O documento tem um prazo de vencimento de três a cinco anos. Quando houver renovação, todos os trâmites devem ser feitos novamente. A arquiteta destaca que se o uso do estabelecimento mudar, novas medidas de segurança serão necessárias.
Ela alerta para o risco de funcionamento de uma escola sem a regularização do AVCB. “Tem muito material inflamável como papel e papelão. Não se sabe o que os alunos levam nas bolsas, podem ter isqueiros, fósforos... O risco de ter muita aglomeração de pessoas e acontecer uma tragédia é muito grande.”
Ela lembra que as salas de aula precisam ter ainda sinalização de emergência e placas informando os locais de saída. “Se os alunos estudam à noite e a escola fica sem energia, eles não conseguem visualizar saídas, sem luzes de emergência. O fogo, geralmente, queima as lâmpadas. Se não há visibilidade por falta de luz de emergência, o estudante fica perdido em meio ao incêndio.”
Situação das escolas estaduais
O ex-presidente e atual membro do Conselho Estadual de Educação de Minas Gerais (CEE/MG) Hélvio Teixeira explica que o órgão recebe pedidos de reconhecimento, renovação de reconhecimento e autorização de funcionamento tanto de escolas públicas quanto particulares. Para isso, elas precisam estar com o laudo do Corpo de Bombeiros regularizado. Porém, segundo ele, depois de dada a autorização, a fiscalização fica a cargo da Secretaria de Educação.

◆ O que se pede:
Devolva, por favor, o texto sobre o AVCB nas escolas na íntegra, sem mudar nenhuma palavra.

◆ Entradas de dados salvas:
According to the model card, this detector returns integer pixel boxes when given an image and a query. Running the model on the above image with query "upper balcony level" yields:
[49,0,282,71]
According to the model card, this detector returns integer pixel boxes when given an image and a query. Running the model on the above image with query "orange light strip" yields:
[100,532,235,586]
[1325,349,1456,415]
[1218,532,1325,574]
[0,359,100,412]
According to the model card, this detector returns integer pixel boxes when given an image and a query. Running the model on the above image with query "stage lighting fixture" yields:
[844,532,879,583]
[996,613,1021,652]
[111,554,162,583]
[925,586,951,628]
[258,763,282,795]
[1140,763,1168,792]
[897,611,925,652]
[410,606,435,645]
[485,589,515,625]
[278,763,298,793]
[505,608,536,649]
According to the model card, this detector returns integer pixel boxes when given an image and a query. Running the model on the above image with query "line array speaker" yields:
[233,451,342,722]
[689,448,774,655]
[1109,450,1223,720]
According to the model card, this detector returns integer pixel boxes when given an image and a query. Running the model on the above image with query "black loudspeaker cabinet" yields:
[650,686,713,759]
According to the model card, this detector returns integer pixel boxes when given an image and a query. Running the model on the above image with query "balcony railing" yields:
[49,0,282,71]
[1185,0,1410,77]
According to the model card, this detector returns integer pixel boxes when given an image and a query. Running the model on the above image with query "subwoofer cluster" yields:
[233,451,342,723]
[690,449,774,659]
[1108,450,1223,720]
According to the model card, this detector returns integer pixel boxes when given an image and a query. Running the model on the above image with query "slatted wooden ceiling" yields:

◆ Resolução do exercício:
O documento tem um prazo de vencimento de três a cinco anos. Quando houver renovação, todos os trâmites devem ser feitos novamente. A arquiteta destaca que se o uso do estabelecimento mudar, novas medidas de segurança serão necessárias.
Ela alerta para o risco de funcionamento de uma escola sem a regularização do AVCB. “Tem muito material inflamável como papel e papelão. Não se sabe o que os alunos levam nas bolsas, podem ter isqueiros, fósforos... O risco de ter muita aglomeração de pessoas e acontecer uma tragédia é muito grande.”
Ela lembra que as salas de aula precisam ter ainda sinalização de emergência e placas informando os locais de saída. “Se os alunos estudam à noite e a escola fica sem energia, eles não conseguem visualizar saídas, sem luzes de emergência. O fogo, geralmente, queima as lâmpadas. Se não há visibilidade por falta de luz de emergência, o estudante fica perdido em meio ao incêndio.”
Situação das escolas estaduais
O ex-presidente e atual membro do Conselho Estadual de Educação de Minas Gerais (CEE/MG) Hélvio Teixeira explica que o órgão recebe pedidos de reconhecimento, renovação de reconhecimento e autorização de funcionamento tanto de escolas públicas quanto particulares. Para isso, elas precisam estar com o laudo do Corpo de Bombeiros regularizado. Porém, segundo ele, depois de dada a autorização, a fiscalização fica a cargo da Secretaria de Educação.